What you need to do: Leaving the pictures aside, transcribe every line below exactly.

━━━

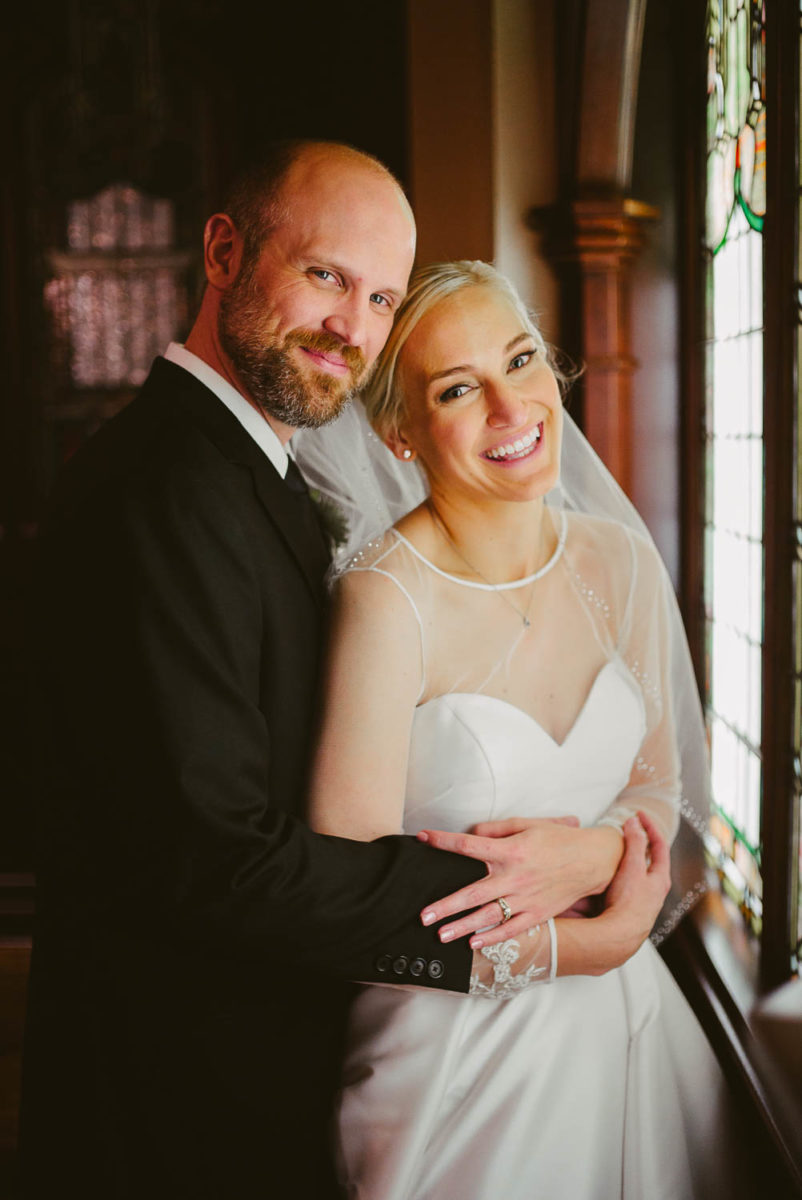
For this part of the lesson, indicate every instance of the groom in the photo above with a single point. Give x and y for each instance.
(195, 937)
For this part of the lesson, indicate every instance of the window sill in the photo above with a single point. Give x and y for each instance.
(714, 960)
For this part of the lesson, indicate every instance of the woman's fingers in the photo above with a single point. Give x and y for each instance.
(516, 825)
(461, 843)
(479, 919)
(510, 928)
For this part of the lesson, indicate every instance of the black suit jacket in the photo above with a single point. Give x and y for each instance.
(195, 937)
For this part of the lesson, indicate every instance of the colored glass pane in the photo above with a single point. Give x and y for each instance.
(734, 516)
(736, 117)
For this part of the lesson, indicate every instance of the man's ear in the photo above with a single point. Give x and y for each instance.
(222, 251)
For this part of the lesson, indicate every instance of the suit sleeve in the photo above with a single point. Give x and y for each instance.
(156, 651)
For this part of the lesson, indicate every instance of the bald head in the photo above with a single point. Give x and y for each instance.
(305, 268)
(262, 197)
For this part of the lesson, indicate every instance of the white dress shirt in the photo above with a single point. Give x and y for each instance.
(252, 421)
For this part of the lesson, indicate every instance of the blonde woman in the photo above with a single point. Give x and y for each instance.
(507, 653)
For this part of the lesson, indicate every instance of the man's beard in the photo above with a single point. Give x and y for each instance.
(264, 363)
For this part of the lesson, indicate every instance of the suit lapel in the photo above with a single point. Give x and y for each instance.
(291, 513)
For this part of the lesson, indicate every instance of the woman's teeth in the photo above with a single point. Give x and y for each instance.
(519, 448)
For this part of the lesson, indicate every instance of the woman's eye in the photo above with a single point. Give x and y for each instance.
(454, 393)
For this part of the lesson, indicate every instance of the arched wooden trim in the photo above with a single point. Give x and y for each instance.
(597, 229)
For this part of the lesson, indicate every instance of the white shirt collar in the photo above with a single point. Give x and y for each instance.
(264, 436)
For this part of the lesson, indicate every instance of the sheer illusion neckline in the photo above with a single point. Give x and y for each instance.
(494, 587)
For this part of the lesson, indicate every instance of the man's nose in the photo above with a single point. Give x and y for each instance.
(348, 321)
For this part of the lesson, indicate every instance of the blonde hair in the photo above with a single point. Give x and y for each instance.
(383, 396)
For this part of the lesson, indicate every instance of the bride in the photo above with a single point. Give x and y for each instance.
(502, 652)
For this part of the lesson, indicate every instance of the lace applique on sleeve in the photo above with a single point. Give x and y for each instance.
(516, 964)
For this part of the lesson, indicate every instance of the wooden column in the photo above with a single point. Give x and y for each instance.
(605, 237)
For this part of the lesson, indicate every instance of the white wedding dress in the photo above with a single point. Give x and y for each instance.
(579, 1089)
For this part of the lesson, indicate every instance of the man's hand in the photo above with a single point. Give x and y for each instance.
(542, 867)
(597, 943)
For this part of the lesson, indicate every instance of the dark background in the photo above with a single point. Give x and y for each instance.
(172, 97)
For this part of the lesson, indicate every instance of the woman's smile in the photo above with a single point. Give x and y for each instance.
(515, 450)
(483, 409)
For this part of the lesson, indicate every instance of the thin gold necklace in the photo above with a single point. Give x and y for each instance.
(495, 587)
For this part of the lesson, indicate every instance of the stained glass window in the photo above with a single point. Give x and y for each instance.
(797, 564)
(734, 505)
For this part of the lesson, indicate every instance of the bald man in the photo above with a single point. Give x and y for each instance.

━━━

Answer in full:
For this part of the lesson, indicate every instance of the groom in the photo above with a single point. Give x and y for each instance.
(195, 937)
For this part of the lesson, indicate every instance of the window sill in the photo above with a single point. Give x and y for each instance.
(714, 960)
For this part of the lesson, indicate every instance of the woman's fingers in the photo above with a single point. Give x and y for each instance.
(516, 825)
(461, 843)
(479, 919)
(510, 928)
For this part of the lesson, indicate every instance of the black suit jacket in the photo above with a single point. Give x and y for each instance.
(195, 937)
For this part of the lesson, indicate every instance of the colored glass pane in the photo above with a single point. Give x and y for each instance.
(734, 516)
(736, 117)
For this part of the lesson, indicate every instance of the man's ear in the photo above with a single point. Give x and y for each instance.
(222, 251)
For this part of the lesson, indicate every instance of the suit sleeve in the photo above with a single point. Give x and y for each instance.
(156, 651)
For this part of the lesson, indicate every instance of the bald head in the photo above with a single point. Give x and y for each instance.
(305, 268)
(262, 197)
For this part of the lesson, indicate every instance of the white dress shirt in the photo above with a single point. Give x and y for each instance.
(252, 421)
For this part of the lesson, indicate every instance of the blonde woman in the photo above with a single point. Give x and y for each instance.
(507, 653)
For this part of the lesson, indicate every instance of the man's beard in the photo above with a single point. Give x and y for each instance.
(264, 363)
For this part of the lesson, indicate every instance of the suit lapel in the photo above with a single point. Give x and y for each instance.
(291, 513)
For this part of the lesson, indicate every instance of the woman's teeth in the photo above with a single point. Give x and y for each instance.
(519, 448)
For this part of the lesson, indicate every instance of the woman's eye in the photo above with a single point. Give x and y for each instance.
(454, 393)
For this part of the lesson, indicate every instance of the arched wooden trim in the photo above with a single point. Give x and y for each instance.
(597, 229)
For this part of the lesson, indicate every instance of the white shirt collar in the photo above with a single point. Give x and y for each instance.
(264, 436)
For this part of the lesson, indicate every instance of the sheer illusion neckline in the photo above with a single point. Give x and y for each instance.
(494, 587)
For this part of the lesson, indicate every instance of the man's nose in the photo above with a single point. Give x and y for each instance.
(348, 321)
For this part of the lesson, indicate every instance of the blonde hair in the photo above with a single point. Give x and y for each instance.
(383, 396)
For this part of the lesson, indicate every instance of the bride in the photo above with a single point. Give x and y for each instance.
(502, 652)
For this part of the lesson, indicate every instance of the lace applique on sleeve in the photo above with a single point. Give x and y for each instance.
(516, 964)
For this part of the lesson, indicate every instance of the wooden column in the photo above with a single point. Give x and y for each instance.
(605, 237)
For this part of the lesson, indicate every instance of the white wedding dress in the photo above with a single point. Give x and y for each instance.
(579, 1089)
For this part of the lesson, indicate every instance of the man's hand in the photo above with a single point. Give x and y for each instance.
(542, 867)
(597, 943)
For this part of the lesson, indicate every instance of the dark background in the photo above with a single point. Give x and y for each instance.
(172, 97)
For this part of the lesson, indicate every instance of the woman's smile in the photo above with a single point. Give x and y for each instance.
(515, 450)
(483, 409)
For this part of the lesson, indicate every instance of the thin gold necklace in the photo above with a single point. Give x and y for each instance.
(495, 587)
For this part of the lesson, indicate every instance of the stained glass window in the photo above with a single point. Give x and y for each instance.
(797, 564)
(734, 505)
For this part of the lesson, indicate every instance of the bald man in the photo above with a single point. Give x and y for each instance.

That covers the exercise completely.